▶ Task item
Each entry should be written out once more, exactly as given below.

Dataset entries:

# # # # #

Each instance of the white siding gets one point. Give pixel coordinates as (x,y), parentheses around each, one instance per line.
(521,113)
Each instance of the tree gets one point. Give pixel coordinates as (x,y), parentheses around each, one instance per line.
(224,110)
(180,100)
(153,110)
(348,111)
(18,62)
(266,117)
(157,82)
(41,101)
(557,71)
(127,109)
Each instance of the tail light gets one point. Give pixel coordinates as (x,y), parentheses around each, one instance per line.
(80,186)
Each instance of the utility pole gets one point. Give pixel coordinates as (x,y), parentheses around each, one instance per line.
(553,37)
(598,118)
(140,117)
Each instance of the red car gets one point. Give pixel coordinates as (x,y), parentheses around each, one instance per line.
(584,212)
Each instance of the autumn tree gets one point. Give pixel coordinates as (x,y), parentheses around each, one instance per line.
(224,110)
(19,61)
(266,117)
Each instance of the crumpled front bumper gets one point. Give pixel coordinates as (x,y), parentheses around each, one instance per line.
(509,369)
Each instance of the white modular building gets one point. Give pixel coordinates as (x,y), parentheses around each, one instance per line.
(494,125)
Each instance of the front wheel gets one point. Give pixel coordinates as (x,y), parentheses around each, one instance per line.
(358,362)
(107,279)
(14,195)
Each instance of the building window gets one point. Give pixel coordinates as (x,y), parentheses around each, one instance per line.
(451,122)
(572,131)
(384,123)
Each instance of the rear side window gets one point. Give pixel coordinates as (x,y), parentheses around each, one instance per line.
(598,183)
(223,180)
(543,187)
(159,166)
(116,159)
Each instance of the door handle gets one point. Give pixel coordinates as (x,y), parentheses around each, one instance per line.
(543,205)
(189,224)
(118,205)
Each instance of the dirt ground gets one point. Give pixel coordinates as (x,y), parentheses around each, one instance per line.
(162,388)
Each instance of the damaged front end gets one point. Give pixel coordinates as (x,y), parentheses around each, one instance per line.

# # # # #

▶ Exercise solution
Each instance of the white siding gets one point. Give pixel coordinates as (x,y), parentheses around each, one instance per line.
(521,113)
Each instance of the tree gets one point. Give pixel coordinates as (x,y), parentheses around each, one instance per line.
(224,110)
(180,100)
(153,110)
(348,111)
(18,62)
(266,117)
(157,82)
(41,101)
(557,71)
(127,109)
Each instance of the tail light gets one point. Give pixel coordinates as (x,y), parentheses around each, one instance per line.
(80,186)
Each instance of the utility pole gets one point. Give pixel coordinates as (x,y), parentheses around each, one instance per line.
(553,37)
(598,118)
(140,117)
Each instance of the red car gets one point. Give pixel coordinates as (x,y), parentheses around each, one instance per line.
(584,212)
Each instance of the autumn tree gets one point. Give pixel coordinates as (x,y), parentheses around each, one instance per line.
(224,110)
(19,61)
(266,117)
Each instance of the crumpled front bumper gets one point. Give pixel coordinates as (x,y), parentheses around each, one instance per line.
(509,369)
Each instance of the white modular building gets one point. Give pixel coordinates as (x,y), parentheses around each, one instance per line.
(494,125)
Each instance of the front wheel gets one point. Give pixel coordinates as (x,y), parentheses around each, one instance per line.
(358,362)
(107,279)
(14,195)
Each instance of the building window gets one point. Give pixel coordinates as (x,y), parentheses around each, one instance per line.
(451,122)
(572,131)
(384,123)
Each instance of the rear side window gets one point. Give pixel coordinates as (x,y), parentheses around each, one instance per line.
(598,183)
(223,180)
(543,187)
(159,166)
(116,159)
Each instance of the door handle gets one point. Give pixel coordinates as (x,y), parentheses around each, one instance per line.
(543,205)
(189,224)
(118,205)
Each instance of the dirt ground gets one point. Give pixel coordinates as (x,y), parentheses around each, one instance per line.
(162,388)
Each instance of the damaged front end gets one point. Give pixel coordinates as (x,y), parentheses around each, one instance per line.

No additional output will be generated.